◆ **TWOJE ZADANIA**
A – Czy poniższe stwierdzenia są zgodne z tekstem? Przy każdym odpowiedz „tak” lub „nie” i przytocz dosłownie rozstrzygające słowa tekstu. (i) Pismo do Prorektora ds. nauki zostało przedłożone 15 marca 2004 roku. (ii) Prorektor odpowiedział na prośbę o wyjaśnienie sprawy podręcznika. (iii) Oskarżenia o mobbing i szykanowanie zostały uznane za bezpodstawne przez dwie komisje.
B – Przepisz dokładnie fragment tekstu zawarty między słowami „Zarzewie konfliktu” a „mobbing i szykanowanie.”, łącznie z nimi.

◆ **FRAGMENT TEKSTU**
##############################

Zarzewie konfliktu

Odpowiedź Panu dr. Zygmuntowi Trzasce−Durskiemu Krzysztof Arczewski


15 marca 2004 roku przedłożyłem pismo ówczesnemu Prorektorowi ds. nauki prof. dr. hab. inż. Piotrowi Wolańskiemu, w którym zwróciłem uwagę na opublikowanie w Oficynie Wydawniczej Politechniki Warszawskiej książki Elżbiety Jarzębowskiej Mechanika analityczna. Podręcznik ten zawiera liczne błędy, a przy tym w 90 proc. jest kompilacją książek, z których wiele nie zostało nawet umieszczonych w spisie literatury, co udokumentowałem w dwóch załącznikach. Moja prośba skierowana do Prorektora o wyjaśnienie, jak doszło „do opublikowania podręcznika, który zawiera więcej błędów niż stron”, pozostała bez odpowiedzi. Ale pociągnęła za sobą skutki. Otóż Autorka podręcznika, po zapoznaniu się z moim pismem, zareagowała oskarżeniem mnie i dr. hab. R. Marońskiego o mobbing i szykanowanie.

Te zarzuty są próbą zmiany płaszczyzny sporu z merytorycznej (istnieje dowód niekompetencji i plagiatorstwa w postaci książki) na obyczajową, opartą na jednostronnym pomówieniu. Oskarżenia te zostały uznane za bezpodstawne przez trzy komisje, które od 2004 r. podejmowały próby rozstrzygnięcia konfliktowej sprawy.

Przyjmuję, że wobec używania wyłącznie liczby mnogiej, list Pana przedstawia uzgodnione stanowisko Komisji Zakładowej NSZZ „Solidarność”.

O mentalności Kalego

W preambule Pan Przewodniczący gani Autora artykułu za rzekomą nierzetelność, pisząc, że Jego artykuł „oparty jest na relacjach jednej osoby” – Krzysztofa Arczewskiego. Jest to nieprawda, ale zapewne dr Wroński sam zajmie stanowisko w tej sprawie. Wiem natomiast, że Pan Przewodniczący, formułując potężną listę oskarżeń, nie zadał sobie trudu, aby porozmawiać ze mną, prof. R. Marońskim, a także Dziekanem Wydziału MEiL, który dobrze zna sprawę. Jak więc Pan wypełnił wymóg rzetelności, którym szermuje?

##############################

◆ **PRZEDSTAWIONE DANE**
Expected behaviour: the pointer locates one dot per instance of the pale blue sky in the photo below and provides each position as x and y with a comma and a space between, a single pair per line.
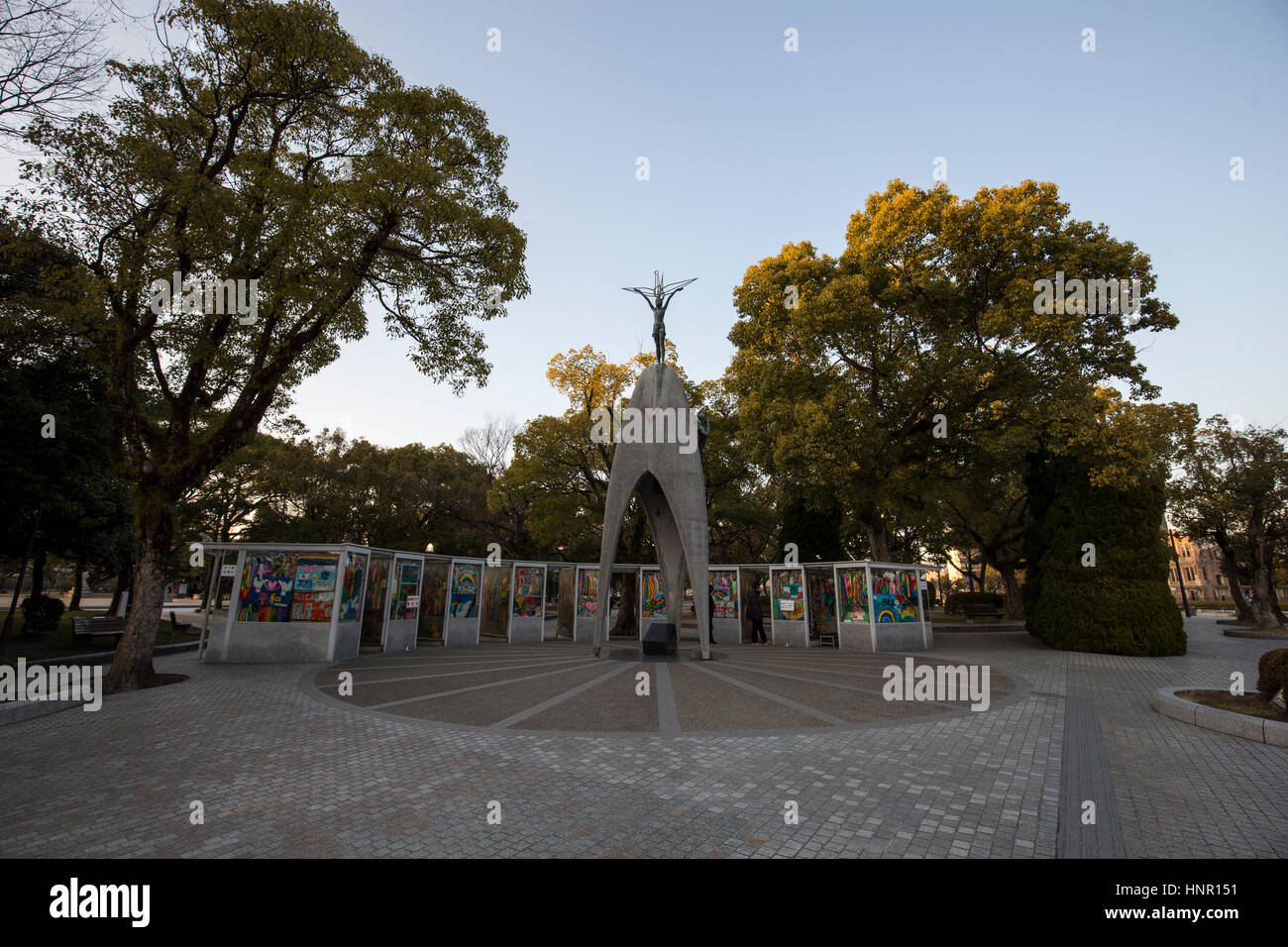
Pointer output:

##############################

◆ **ODPOWIEDZI DO ZADAŃ**
A –
(i) Tak: „15 marca 2004 roku przedłożyłem pismo ówczesnemu Prorektorowi ds. nauki”.
(ii) Nie: „pozostała bez odpowiedzi”.
(iii) Nie: „zostały uznane za bezpodstawne przez trzy komisje”.

B –
Zarzewie konfliktu

Odpowiedź Panu dr. Zygmuntowi Trzasce−Durskiemu Krzysztof Arczewski


15 marca 2004 roku przedłożyłem pismo ówczesnemu Prorektorowi ds. nauki prof. dr. hab. inż. Piotrowi Wolańskiemu, w którym zwróciłem uwagę na opublikowanie w Oficynie Wydawniczej Politechniki Warszawskiej książki Elżbiety Jarzębowskiej Mechanika analityczna. Podręcznik ten zawiera liczne błędy, a przy tym w 90 proc. jest kompilacją książek, z których wiele nie zostało nawet umieszczonych w spisie literatury, co udokumentowałem w dwóch załącznikach. Moja prośba skierowana do Prorektora o wyjaśnienie, jak doszło „do opublikowania podręcznika, który zawiera więcej błędów niż stron”, pozostała bez odpowiedzi. Ale pociągnęła za sobą skutki. Otóż Autorka podręcznika, po zapoznaniu się z moim pismem, zareagowała oskarżeniem mnie i dr. hab. R. Marońskiego o mobbing i szykanowanie.